#### SUPPLIED DATA ####

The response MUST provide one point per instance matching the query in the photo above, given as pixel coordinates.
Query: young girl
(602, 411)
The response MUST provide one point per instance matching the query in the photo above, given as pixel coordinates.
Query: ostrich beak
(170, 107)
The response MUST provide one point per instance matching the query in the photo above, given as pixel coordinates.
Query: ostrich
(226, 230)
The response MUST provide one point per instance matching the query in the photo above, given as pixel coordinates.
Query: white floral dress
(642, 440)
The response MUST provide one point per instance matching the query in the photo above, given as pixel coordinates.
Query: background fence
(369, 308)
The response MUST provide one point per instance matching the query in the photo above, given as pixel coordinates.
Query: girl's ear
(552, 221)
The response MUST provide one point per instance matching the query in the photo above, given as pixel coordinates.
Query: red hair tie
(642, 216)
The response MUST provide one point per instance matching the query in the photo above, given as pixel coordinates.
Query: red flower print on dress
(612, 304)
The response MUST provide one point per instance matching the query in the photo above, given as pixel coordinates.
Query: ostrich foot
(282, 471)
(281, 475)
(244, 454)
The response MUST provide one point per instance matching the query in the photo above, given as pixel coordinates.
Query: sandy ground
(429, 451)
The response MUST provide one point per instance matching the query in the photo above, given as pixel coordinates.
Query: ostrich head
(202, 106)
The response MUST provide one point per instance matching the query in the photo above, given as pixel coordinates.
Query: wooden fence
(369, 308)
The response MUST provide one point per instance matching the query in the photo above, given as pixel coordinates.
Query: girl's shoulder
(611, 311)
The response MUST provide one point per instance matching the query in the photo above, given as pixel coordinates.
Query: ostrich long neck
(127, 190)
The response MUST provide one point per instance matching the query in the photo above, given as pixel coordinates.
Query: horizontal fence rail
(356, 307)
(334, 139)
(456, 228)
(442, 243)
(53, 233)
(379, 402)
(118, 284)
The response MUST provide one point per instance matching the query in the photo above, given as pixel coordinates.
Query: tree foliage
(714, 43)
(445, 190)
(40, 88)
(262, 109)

####

* [TASK PROMPT] From the preceding material, extract every line exactly.

* [RESPONSE TO THE EXERCISE]
The response MUST provide one point per instance matching the query in the photo above, given as pixel coordinates.
Query: young girl
(602, 411)
The response MUST provide one point per instance matching the query in the photo above, given as pixel coordinates.
Query: ostrich beak
(170, 107)
The response MUST provide one point per instance matching the query in the photo above, given as pixel coordinates.
Query: ostrich
(226, 230)
The response MUST provide one point per instance matching the query in the photo above, given as pixel coordinates.
Query: white floral dress
(642, 440)
The response MUST provide one point per instance matching the query in the photo above, given as pixel coordinates.
Query: background fence
(369, 308)
The response MUST provide one point per instance matching the query in the photo above, given as pixel coordinates.
Query: girl's ear
(552, 221)
The response MUST provide one point per instance matching the query in the photo above, given as pixel coordinates.
Query: red hair tie
(642, 216)
The response MUST provide one point per instance matching the query in the photo above, given as pixel coordinates.
Query: red flower print on dress
(612, 304)
The response MUST provide one point per instance matching the query in the photo above, given as pixel coordinates.
Query: ostrich foot
(282, 471)
(281, 475)
(244, 454)
The response MUST provide one point per instance matching the query in the photo above, given as pixel coordinates.
Query: sandy ground
(429, 451)
The response MUST provide one point per instance matching the query in the photo above, given as pixel coordinates.
Query: ostrich head
(202, 106)
The response MUST provide one point per instance matching the query in the photo above, given as pixel coordinates.
Query: wooden fence
(369, 308)
The response MUST provide one point per instance matching the query in the photo above, given as pixel coordinates.
Query: girl's shoulder
(611, 311)
The response MUST provide one point per instance matching the query in the photo above, given as pixel coordinates.
Query: ostrich long neck
(127, 190)
The response MUST provide one point per instance matching the query in the photo above, given as pixel coordinates.
Query: horizontal fence rail
(356, 307)
(334, 139)
(456, 228)
(442, 243)
(53, 233)
(379, 402)
(118, 284)
The response MUST provide one point per instance matching the query in the photo above, given as pixel coordinates.
Query: tree foliage
(714, 43)
(445, 190)
(40, 88)
(262, 109)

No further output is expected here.